WORK TO COMPLETE:
a) In the passage on AI and business data, which three tools can now reach into an organization's own document repositories?
b) Take the passage on AI and business data, starting at "This is where" and ending at "of business systems.", and swap "shared drives" for "network folders" in that span.
c) Finish out the next part of the passage on AI and business data, picking up after its final sentence.

And consumer AI is all-or-nothing. If something is in the public record, you have full access to it. If it is private to your organisation, you have none. There is no middle setting — no way for the model to know a little about your business. It knows the world, and it knows nothing about you.

The barrier starts to fall: AI that reads your documents

This is where the latest wave of tools begins to change things. Microsoft Copilot, Google Gemini, and Claude can now reach into your own document repositories — the shared drives, the mailboxes, the intranet, and in some cases a handful of business systems.

Ask a question and the assistant can read your actual material before it answers. Summarise the three contracts in this folder. Tell me what we agreed in last week's minutes. Draft a reply that is consistent with our policy document. The AI is now reasoning over your content, not just the world's. For knowledge that lives in documents, this is a genuine step forward.

But documents are the easy half. They are unstructured prose, and the permissions attached to them are blunt: you can open the file, or you cannot. The hard half is your operational data — the live, structured truth in your ERP and line-of-business systems. Who owes what. Which orders are late. What this customer's margin really is. That data is governed by fine-grained rules about who may see which slice of it, and a document assistant cannot safely reach into it, because it has no understanding of those rules.

Teaching AI your business — properly

This is the step Predictiv is built for, and it is the one that justifies the title. Teaching AI your business means three things working together.

(Referring expression data)
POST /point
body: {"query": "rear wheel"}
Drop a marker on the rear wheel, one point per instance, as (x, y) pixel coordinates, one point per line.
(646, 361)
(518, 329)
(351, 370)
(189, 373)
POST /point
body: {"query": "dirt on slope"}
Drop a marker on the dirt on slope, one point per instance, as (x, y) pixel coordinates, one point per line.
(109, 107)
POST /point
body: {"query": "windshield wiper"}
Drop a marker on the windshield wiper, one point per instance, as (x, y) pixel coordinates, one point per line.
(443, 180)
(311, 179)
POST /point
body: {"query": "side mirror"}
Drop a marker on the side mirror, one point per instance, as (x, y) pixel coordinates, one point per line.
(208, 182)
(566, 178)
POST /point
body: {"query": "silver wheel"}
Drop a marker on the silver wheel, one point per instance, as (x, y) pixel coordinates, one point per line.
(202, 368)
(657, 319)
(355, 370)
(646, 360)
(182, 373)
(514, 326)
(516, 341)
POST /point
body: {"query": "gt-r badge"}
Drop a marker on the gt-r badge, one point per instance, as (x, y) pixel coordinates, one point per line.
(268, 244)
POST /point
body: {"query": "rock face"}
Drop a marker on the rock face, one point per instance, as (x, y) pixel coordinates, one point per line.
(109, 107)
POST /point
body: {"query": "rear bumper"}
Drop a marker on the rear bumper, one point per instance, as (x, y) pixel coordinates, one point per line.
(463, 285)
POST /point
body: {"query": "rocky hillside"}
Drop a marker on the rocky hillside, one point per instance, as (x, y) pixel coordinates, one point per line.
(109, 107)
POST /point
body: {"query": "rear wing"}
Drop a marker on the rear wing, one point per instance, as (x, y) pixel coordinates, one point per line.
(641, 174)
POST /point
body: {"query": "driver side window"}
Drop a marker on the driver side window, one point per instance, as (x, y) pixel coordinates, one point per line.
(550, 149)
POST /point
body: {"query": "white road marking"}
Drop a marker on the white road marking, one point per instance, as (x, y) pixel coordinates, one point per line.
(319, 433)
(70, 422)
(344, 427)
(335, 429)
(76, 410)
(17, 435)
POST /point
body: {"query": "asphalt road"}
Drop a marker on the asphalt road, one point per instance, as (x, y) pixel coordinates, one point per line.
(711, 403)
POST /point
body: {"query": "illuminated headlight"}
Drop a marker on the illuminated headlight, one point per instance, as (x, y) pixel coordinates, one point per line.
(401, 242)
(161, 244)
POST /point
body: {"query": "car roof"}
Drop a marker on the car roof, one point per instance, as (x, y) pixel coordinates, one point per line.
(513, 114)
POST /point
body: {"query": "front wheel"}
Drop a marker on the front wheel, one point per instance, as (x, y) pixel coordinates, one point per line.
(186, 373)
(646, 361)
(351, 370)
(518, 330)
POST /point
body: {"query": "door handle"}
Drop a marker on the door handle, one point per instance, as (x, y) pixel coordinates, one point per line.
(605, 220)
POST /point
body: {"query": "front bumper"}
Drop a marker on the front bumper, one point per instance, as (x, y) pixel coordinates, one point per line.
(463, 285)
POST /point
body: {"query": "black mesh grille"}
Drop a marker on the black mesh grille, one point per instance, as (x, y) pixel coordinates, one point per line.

ANSWERS BY ITEM NUMBER:
a) Microsoft Copilot, Google Gemini, and Claude.

b)
This is where the latest wave of tools begins to change things. Microsoft Copilot, Google Gemini, and Claude can now reach into your own document repositories — the network folders, the mailboxes, the intranet, and in some cases a handful of business systems.

c)
A map of what your data means. We maintain catalogues that describe your operations in terms the AI can use — the tables, the relationships, the business rules, the vocabulary your organisation actually speaks. Rather than leaving the AI to guess at a wall of cryptic columns, we hand it a map. This is the heart of teaching AI your business: it is given an understanding of your operations, not just access to them.

A live connection to the systems of record. The AI is connected to the operational databases themselves, so answers reflect the current state of the business rather than a stale export someone took last month.

Your own rules about who may know what. Every question is answered through the same role-based access control that already governs the person asking it. The AI sees exactly what that user is entitled to see, and nothing more. The organisation's existing rights model is honoured, not bypassed. This is the crucial difference from consumer AI: it is no longer all-or-nothing. It is precisely your slice — shared fully, within the boundaries your organisation has already drawn.

Two things sit underneath all of this and matter as much as the capability itself.

Everything is audited. Each access is recorded: who asked, what was retrieved, and under whose permissions. An AI answer drawn from your operational data is as accountable as any other action in the system — no quiet side channel, no unlogged reach into the business.

The system learns your business over time. It notices which questions get asked, which answers prove useful, and where its map of your operations is still thin, and feeds that back to enrich the catalogues and sharpen future answers. The organisation's AI gets steadily better at the organisation's own work — and because every interaction stays inside the audit trail and the permission model, it does so without ever stepping outside who is allowed to know what.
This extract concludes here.